> _Task statement_
Every record here needs to be written out again exactly.
---------------
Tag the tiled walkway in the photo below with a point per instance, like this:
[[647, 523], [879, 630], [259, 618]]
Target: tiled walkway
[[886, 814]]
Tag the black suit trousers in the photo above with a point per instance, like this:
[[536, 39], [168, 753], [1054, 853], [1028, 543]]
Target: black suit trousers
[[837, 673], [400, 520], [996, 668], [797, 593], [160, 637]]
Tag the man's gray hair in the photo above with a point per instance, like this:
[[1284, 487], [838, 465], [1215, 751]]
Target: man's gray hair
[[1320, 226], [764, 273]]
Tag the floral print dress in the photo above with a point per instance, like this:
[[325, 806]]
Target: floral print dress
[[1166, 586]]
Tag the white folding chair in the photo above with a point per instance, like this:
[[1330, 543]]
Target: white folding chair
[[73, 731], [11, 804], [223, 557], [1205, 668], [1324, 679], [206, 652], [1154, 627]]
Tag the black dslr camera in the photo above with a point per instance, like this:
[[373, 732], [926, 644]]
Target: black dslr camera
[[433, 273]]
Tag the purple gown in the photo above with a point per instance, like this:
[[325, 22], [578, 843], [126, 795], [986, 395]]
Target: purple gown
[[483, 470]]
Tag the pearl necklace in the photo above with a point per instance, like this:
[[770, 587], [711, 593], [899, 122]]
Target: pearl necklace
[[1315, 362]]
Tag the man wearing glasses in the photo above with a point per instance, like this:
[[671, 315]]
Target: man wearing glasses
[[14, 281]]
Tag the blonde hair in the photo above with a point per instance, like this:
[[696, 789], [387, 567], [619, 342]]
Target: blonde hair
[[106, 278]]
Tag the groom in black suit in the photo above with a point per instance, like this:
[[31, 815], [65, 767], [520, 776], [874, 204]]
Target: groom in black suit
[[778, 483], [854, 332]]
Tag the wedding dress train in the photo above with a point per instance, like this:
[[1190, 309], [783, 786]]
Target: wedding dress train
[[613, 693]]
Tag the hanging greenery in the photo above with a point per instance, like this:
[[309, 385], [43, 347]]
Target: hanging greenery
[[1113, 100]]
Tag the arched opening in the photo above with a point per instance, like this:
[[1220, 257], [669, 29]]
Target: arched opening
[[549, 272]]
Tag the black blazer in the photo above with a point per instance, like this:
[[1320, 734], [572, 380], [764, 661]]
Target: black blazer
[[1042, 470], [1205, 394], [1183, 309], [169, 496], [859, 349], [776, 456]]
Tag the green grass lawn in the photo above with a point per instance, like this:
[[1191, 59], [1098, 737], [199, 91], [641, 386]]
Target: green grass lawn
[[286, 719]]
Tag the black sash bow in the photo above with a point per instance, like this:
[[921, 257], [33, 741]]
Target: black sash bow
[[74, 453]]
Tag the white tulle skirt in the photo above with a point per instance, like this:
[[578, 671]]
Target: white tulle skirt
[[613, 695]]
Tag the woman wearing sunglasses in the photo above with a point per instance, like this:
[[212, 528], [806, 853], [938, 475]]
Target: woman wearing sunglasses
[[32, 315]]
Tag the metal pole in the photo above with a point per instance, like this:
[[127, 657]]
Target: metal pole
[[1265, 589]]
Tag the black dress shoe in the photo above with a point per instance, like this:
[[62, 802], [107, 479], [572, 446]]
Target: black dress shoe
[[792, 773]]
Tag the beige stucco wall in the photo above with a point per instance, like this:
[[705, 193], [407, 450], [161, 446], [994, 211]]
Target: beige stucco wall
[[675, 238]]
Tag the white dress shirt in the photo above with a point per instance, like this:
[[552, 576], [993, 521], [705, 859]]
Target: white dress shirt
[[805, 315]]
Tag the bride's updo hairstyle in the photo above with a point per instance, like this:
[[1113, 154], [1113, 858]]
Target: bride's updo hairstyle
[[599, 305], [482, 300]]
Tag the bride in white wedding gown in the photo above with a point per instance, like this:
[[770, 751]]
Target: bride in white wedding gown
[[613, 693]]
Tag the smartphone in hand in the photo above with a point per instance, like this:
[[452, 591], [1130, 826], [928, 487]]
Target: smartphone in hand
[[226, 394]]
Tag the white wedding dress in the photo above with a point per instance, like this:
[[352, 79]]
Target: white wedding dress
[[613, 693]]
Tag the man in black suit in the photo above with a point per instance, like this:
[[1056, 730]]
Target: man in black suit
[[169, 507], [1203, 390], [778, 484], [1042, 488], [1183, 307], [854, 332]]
---------------
> _Task solution_
Tag the tiled walkway in the photo below with a point per instance, like this:
[[647, 523], [879, 630], [259, 618]]
Target: tiled walkway
[[886, 814]]
Tag the black suit trousers in the photo above with a point per instance, like this:
[[536, 39], [168, 753], [1054, 853], [1028, 543]]
Target: black suit trousers
[[837, 673], [400, 520], [996, 668], [797, 593], [160, 637]]
Tag the man's gray hair in the photo above with a point per instance, like this:
[[1284, 487], [838, 465], [1215, 751]]
Target: man's gray hair
[[1320, 226], [764, 273]]
Tag the floral print dress in the photo above with a point per instance, like this:
[[325, 806]]
Target: floral print dress
[[1166, 586]]
Tag the white folding chair in the photo above with a point per instance, like this:
[[1330, 543]]
Target: white folding chair
[[73, 731], [11, 804], [223, 557], [1205, 668], [1324, 679], [206, 652], [1154, 627]]
Tag the black dslr camera in the photo above with a point per instance, like this:
[[373, 732], [926, 644]]
Target: black dslr camera
[[433, 273]]
Tag the purple gown in the photo above with a point per instance, like this:
[[325, 22], [578, 843], [126, 795], [986, 395]]
Target: purple gown
[[483, 470]]
Tag the pearl necklace in the photo above with a point per instance, like this:
[[770, 587], [711, 593], [899, 122]]
Target: pearl necklace
[[1315, 362]]
Tag the man wearing glasses in the photo above with a point per instance, like this:
[[671, 315]]
Target: man wearing glasses
[[14, 281]]
Tag the blonde hair in the photo above with a point per instance, like this:
[[696, 789], [387, 567], [619, 342]]
Target: blonde hair
[[106, 278]]
Tag the groom in black suit in the photo above with a point per instance, like this:
[[31, 815], [65, 767], [520, 776], [874, 204]]
Target: groom in black suit
[[778, 483], [854, 332]]
Tag the wedding dress train in the photo above with a point per instance, like this:
[[1190, 309], [783, 786]]
Target: wedding dress train
[[613, 693]]
Tag the hanging greenery in the photo above with a point per instance, like this:
[[309, 385], [43, 347]]
Target: hanging greenery
[[1113, 100]]
Tag the arched opening in the photo above with a point per instance, like this:
[[1220, 257], [669, 29]]
Target: arched opening
[[549, 272]]
Tag the black blazer in the photo above with a point per instance, like this:
[[1320, 734], [572, 380], [764, 661]]
Target: black blazer
[[1042, 470], [1205, 394], [1183, 309], [169, 496], [859, 349], [776, 456]]
Tag the green grass lawn in the photo above with a point per instance, like this:
[[1191, 59], [1098, 737], [199, 91], [641, 386]]
Target: green grass lawn
[[286, 719]]
Tag the black sash bow in the photo above with a point per instance, like this:
[[921, 257], [33, 741]]
Target: black sash bow
[[74, 453]]
Tag the white tulle skirt in the photo above with a point per instance, like this:
[[578, 671]]
Target: white tulle skirt
[[613, 695]]
Tag the woman wearing sunglasses in the photo above with a point per instance, like this:
[[212, 528], [806, 853], [938, 475]]
Target: woman wearing sunglasses
[[32, 315]]
Tag the metal pole in the photo above with a point per instance, like this:
[[127, 657]]
Target: metal pole
[[1265, 589]]
Tag the black dress shoe in the photo above with a point per instance, like this:
[[62, 802], [107, 479], [572, 446]]
Target: black dress shoe
[[792, 773]]
Tag the beige stucco wall in the photo above with a point per instance, like this:
[[705, 193], [407, 450], [161, 446], [994, 211]]
Target: beige stucco wall
[[675, 238]]
Tag the white dress shirt in the photo above with a point per instance, like this:
[[552, 576], [993, 521], [705, 859]]
Target: white dress shirt
[[805, 315]]
Tag the bride's updo hairstyle in the photo above with a point per instance, like this:
[[1113, 154], [1113, 858]]
Target: bride's updo hairstyle
[[599, 305], [482, 300]]
Tag the bride in white wedding gown in the photo above with a point per instance, like this:
[[770, 751]]
Target: bride in white wedding gown
[[613, 693]]
Tag the smartphone in hand in the photo above with a point per instance, like this:
[[452, 591], [1130, 826], [928, 487]]
Target: smartphone in hand
[[226, 394]]
Tag the white wedding dress in the photo above with a point per instance, like this:
[[352, 79]]
Target: white wedding dress
[[613, 693]]
Tag the man in black suit in the photo above with a point per instance, like this:
[[1056, 730]]
Target: man in black suit
[[169, 507], [1203, 390], [778, 484], [1042, 488], [1183, 307], [854, 332]]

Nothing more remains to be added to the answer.